WHAT IS BEING ASKED
If a line in the records below contains "wooden", copy that line.

******

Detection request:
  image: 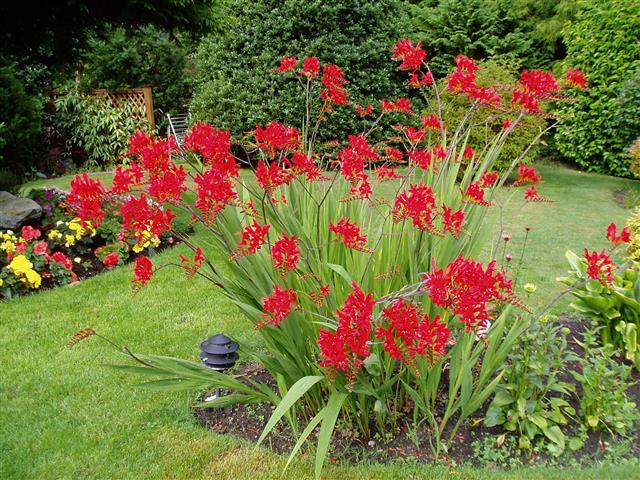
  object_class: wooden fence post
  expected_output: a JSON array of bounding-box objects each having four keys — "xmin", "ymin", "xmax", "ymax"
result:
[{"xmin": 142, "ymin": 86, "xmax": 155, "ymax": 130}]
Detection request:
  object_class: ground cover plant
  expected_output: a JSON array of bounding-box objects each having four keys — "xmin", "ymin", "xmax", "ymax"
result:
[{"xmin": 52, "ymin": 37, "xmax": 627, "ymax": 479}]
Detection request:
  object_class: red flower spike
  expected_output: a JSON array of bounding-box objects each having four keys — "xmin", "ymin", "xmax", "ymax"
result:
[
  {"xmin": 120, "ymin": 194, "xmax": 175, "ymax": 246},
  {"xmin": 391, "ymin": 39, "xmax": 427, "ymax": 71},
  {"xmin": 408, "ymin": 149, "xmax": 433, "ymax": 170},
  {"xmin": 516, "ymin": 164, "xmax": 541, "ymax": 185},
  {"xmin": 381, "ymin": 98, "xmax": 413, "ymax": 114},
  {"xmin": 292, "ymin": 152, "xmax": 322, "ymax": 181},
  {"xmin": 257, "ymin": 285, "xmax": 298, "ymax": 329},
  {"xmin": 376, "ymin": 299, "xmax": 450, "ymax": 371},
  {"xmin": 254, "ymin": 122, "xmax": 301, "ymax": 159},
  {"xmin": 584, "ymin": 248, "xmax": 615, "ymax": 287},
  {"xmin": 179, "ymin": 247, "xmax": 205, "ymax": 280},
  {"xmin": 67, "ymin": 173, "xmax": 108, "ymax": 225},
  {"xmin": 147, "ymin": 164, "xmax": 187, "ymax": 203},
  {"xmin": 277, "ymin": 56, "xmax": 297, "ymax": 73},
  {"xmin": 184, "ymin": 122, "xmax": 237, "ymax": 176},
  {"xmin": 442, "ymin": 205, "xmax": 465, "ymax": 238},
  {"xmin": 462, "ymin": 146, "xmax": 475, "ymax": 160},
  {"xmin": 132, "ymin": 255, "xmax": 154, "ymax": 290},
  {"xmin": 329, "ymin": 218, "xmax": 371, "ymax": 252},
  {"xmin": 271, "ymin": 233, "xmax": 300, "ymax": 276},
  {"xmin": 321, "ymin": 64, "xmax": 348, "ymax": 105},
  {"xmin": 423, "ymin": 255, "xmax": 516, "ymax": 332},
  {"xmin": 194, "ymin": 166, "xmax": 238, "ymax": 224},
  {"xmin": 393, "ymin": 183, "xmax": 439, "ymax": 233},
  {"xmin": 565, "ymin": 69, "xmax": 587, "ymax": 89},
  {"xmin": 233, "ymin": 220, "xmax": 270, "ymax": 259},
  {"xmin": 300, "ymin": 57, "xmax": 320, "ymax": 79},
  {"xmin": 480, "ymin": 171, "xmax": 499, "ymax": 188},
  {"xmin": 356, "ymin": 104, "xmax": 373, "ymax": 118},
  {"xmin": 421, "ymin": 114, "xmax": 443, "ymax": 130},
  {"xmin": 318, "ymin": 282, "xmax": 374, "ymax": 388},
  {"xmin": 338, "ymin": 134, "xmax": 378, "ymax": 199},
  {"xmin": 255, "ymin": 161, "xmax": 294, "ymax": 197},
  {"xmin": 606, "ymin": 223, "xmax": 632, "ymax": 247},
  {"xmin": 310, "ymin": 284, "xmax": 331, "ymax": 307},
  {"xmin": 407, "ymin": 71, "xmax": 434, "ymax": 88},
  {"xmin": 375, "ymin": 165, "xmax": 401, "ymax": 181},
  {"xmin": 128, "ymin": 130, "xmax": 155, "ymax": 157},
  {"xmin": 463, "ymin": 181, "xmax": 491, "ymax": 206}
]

******

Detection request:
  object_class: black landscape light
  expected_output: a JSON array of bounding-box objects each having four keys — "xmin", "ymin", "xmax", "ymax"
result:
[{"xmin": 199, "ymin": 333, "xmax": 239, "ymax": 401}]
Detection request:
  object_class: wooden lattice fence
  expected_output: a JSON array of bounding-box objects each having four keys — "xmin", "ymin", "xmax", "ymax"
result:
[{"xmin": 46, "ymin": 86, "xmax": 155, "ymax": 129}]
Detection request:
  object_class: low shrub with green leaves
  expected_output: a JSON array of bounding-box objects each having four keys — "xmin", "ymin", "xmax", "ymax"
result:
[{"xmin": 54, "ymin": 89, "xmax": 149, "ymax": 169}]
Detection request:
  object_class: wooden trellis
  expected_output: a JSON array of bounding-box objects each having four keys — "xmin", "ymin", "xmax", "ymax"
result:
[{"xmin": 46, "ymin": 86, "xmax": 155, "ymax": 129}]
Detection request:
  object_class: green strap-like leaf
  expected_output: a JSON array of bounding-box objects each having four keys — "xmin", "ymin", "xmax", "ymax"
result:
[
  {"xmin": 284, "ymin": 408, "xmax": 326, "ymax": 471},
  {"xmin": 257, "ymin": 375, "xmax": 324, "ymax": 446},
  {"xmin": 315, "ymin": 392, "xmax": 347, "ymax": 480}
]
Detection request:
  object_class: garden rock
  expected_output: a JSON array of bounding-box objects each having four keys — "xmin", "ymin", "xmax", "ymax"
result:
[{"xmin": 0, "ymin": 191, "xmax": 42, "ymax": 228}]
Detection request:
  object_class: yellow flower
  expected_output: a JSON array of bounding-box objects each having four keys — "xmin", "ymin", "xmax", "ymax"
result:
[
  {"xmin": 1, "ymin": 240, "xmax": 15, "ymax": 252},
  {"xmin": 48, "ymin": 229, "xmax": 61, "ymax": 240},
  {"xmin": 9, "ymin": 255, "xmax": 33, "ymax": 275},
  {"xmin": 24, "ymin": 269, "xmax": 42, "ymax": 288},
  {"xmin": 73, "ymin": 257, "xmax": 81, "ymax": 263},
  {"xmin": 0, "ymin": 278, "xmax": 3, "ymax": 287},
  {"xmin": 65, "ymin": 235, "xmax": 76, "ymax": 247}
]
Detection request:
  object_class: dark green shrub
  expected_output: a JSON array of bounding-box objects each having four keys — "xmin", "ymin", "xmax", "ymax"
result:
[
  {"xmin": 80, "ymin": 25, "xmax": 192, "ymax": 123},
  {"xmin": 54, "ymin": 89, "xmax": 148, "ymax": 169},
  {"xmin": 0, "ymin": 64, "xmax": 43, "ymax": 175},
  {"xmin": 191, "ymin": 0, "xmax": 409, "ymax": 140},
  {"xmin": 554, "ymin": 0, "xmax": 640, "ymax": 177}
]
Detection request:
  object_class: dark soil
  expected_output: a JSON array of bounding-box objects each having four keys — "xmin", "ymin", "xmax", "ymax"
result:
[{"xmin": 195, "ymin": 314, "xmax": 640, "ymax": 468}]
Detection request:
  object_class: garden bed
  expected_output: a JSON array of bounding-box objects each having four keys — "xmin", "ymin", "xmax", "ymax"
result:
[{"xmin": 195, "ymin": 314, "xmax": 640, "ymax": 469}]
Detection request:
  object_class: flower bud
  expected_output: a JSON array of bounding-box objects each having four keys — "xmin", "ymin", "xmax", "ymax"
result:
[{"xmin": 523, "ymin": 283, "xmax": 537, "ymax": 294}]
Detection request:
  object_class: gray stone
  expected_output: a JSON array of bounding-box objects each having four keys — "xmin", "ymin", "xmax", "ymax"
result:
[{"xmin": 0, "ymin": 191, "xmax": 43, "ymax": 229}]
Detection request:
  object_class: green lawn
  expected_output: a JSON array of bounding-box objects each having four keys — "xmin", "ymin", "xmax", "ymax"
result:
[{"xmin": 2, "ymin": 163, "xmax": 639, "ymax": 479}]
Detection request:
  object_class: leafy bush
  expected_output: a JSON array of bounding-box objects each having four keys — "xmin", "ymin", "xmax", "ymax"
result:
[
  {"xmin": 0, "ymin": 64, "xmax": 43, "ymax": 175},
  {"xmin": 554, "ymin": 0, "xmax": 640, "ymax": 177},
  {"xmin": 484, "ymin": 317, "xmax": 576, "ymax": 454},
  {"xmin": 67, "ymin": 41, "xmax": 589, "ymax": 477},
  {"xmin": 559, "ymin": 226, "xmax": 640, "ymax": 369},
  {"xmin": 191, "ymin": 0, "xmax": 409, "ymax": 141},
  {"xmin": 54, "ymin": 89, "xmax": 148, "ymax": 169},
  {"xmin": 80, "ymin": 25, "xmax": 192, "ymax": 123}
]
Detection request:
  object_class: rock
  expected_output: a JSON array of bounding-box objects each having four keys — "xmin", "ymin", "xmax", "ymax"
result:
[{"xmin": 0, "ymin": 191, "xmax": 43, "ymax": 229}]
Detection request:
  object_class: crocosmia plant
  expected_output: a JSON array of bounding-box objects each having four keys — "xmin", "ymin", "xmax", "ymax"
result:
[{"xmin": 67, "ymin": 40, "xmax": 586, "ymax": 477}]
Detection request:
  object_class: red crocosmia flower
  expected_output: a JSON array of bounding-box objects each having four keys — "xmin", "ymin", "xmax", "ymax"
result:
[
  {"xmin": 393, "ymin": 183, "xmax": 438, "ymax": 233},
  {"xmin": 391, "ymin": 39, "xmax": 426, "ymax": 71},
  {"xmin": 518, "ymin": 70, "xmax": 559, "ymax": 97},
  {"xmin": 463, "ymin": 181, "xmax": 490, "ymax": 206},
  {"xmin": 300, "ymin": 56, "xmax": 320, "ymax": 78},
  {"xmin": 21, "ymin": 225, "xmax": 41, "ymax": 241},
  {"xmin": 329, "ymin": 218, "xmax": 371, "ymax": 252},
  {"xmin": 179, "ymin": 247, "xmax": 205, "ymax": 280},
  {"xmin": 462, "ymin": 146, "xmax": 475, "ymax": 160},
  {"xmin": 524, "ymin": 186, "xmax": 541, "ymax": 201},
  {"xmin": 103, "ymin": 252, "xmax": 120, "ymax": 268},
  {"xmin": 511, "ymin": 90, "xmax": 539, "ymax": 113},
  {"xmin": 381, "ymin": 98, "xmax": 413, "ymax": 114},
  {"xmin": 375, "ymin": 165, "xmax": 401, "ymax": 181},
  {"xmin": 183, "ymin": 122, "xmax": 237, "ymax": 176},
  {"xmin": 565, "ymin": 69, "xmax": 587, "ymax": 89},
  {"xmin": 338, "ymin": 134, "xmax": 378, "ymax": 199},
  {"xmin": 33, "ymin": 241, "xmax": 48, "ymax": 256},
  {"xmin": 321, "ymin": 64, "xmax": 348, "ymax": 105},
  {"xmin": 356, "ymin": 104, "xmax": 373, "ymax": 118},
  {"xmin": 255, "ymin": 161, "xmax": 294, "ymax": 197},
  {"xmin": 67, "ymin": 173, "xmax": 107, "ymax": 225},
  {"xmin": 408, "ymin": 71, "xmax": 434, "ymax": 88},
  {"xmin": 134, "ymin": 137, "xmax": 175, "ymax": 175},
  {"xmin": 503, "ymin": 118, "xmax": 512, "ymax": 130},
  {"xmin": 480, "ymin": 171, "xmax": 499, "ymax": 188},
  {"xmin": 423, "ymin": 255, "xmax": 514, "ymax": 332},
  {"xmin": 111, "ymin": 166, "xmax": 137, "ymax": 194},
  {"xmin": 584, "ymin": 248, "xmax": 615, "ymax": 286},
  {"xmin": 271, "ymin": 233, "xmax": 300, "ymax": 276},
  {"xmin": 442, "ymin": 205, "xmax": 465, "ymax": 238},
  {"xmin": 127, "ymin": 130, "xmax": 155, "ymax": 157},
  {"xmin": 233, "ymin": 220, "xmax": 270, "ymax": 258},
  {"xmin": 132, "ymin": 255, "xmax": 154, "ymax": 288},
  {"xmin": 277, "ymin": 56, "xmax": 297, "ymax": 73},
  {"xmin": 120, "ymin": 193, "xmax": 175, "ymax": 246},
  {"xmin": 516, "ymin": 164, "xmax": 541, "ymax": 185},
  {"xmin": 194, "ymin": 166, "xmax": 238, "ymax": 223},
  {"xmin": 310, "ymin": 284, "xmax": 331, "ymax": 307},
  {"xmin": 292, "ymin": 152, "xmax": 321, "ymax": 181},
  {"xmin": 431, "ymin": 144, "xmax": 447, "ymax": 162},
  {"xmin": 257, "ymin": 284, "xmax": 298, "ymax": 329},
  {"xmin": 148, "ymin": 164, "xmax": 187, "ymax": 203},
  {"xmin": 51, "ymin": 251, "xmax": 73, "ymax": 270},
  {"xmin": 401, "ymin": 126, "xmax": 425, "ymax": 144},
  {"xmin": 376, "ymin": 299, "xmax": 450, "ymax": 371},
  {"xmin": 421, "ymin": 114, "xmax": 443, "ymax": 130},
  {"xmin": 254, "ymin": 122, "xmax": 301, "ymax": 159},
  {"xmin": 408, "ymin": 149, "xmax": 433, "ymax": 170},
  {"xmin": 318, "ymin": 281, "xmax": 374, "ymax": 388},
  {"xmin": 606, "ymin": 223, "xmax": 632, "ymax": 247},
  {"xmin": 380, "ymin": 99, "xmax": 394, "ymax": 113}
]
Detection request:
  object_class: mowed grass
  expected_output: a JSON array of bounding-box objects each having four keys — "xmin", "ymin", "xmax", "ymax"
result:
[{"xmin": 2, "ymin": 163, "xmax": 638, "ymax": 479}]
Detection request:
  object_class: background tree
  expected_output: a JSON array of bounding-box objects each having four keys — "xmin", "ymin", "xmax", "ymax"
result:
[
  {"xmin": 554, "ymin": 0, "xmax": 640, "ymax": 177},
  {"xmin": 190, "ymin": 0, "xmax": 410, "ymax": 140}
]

******

ANSWER TO THE EXERCISE
  object_class: wooden fence post
  object_class: wooden lattice fence
  object_class: wooden trellis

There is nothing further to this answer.